> **Task statement**: Copy each of the entries below character for character, changing nothing.

** start **

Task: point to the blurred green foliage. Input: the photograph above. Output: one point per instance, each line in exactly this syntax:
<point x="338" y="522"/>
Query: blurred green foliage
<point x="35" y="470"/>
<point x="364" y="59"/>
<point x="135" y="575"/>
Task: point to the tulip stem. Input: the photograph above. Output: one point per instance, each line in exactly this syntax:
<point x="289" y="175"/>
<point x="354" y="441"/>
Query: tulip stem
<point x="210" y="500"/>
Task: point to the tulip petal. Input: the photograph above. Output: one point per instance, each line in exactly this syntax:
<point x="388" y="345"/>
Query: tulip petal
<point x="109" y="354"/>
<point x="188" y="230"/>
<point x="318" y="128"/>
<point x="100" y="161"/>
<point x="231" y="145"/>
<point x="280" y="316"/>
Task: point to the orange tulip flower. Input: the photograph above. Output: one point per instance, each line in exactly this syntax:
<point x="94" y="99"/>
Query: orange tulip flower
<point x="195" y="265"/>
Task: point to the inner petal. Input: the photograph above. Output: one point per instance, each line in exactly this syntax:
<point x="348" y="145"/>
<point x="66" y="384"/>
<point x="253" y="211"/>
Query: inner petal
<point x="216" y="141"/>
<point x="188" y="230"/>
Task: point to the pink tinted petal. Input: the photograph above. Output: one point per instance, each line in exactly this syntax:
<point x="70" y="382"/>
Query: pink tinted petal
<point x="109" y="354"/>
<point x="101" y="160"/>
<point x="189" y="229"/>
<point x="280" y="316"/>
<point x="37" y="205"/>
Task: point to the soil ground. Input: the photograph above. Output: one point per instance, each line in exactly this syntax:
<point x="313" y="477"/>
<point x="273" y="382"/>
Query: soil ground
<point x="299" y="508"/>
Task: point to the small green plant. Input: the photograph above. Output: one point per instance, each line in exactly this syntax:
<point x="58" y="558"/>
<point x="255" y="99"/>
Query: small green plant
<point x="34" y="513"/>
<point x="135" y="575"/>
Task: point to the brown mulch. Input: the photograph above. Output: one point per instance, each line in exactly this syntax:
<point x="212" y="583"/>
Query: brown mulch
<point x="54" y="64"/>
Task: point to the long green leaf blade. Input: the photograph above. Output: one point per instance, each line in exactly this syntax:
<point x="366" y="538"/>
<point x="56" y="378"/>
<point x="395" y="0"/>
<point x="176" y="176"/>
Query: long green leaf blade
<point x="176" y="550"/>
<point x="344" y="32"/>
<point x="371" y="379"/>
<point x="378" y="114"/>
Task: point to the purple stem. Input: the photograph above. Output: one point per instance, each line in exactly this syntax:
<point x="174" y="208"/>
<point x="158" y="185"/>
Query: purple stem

** end **

> **Exercise answer**:
Task: point to the blurred green foliage. Input: the photograph above. Output: one point per instance, each line in exactly this syntax:
<point x="338" y="522"/>
Query: blurred green foliage
<point x="35" y="470"/>
<point x="364" y="59"/>
<point x="135" y="575"/>
Task: point to the tulip stem. Input: the photograph above. Output: one point per instance, each line in exactly this syntax:
<point x="289" y="175"/>
<point x="354" y="441"/>
Query: tulip stem
<point x="210" y="500"/>
Task: point to the tulip petal. Input: the photograph above. Output: one point per instance, each line in exactly this syntax:
<point x="388" y="345"/>
Query: tulip petal
<point x="109" y="354"/>
<point x="188" y="230"/>
<point x="318" y="128"/>
<point x="100" y="161"/>
<point x="231" y="145"/>
<point x="280" y="316"/>
Task: point to the orange tulip flower. Input: the photograph above. Output: one point per instance, each line in exactly this syntax:
<point x="94" y="99"/>
Query: orange tulip flower
<point x="195" y="265"/>
Task: point to the inner petal. Input: the photograph above. Output: one point per instance, each line in exactly this syntax:
<point x="348" y="145"/>
<point x="66" y="384"/>
<point x="253" y="211"/>
Query: inner petal
<point x="216" y="141"/>
<point x="188" y="230"/>
Task: point to the pink tinted petal. Input: the photograph above. Output: one point per instance, each line in exactly this syntax:
<point x="70" y="382"/>
Query: pink tinted petal
<point x="109" y="354"/>
<point x="101" y="160"/>
<point x="189" y="229"/>
<point x="280" y="316"/>
<point x="37" y="205"/>
Task: point to the soil ground. Input: the photograph above. Output: one point per instance, each line in exactly this syntax:
<point x="313" y="477"/>
<point x="273" y="382"/>
Query: soil ground
<point x="299" y="508"/>
Task: point to the small green plant. Input: the photograph above. Output: one point per instance, each line in exactly this syntax:
<point x="58" y="558"/>
<point x="255" y="99"/>
Query: small green plant
<point x="34" y="513"/>
<point x="135" y="575"/>
Task: point to the brown mulch. Input: the photograph above. Output: one point per instance, each line in exactly this syntax:
<point x="212" y="583"/>
Query: brown mulch
<point x="54" y="64"/>
Task: point to the long green leaf blade. Input: the photograph above. Output: one point per instance, each line in exactly this syntax:
<point x="366" y="538"/>
<point x="56" y="378"/>
<point x="395" y="0"/>
<point x="176" y="176"/>
Query: long green leaf blade
<point x="176" y="550"/>
<point x="344" y="32"/>
<point x="371" y="379"/>
<point x="378" y="114"/>
Task: point to the purple stem. Input: the photograph above. Output: one point per instance, each line in exactly this syntax:
<point x="174" y="208"/>
<point x="158" y="185"/>
Query: purple stem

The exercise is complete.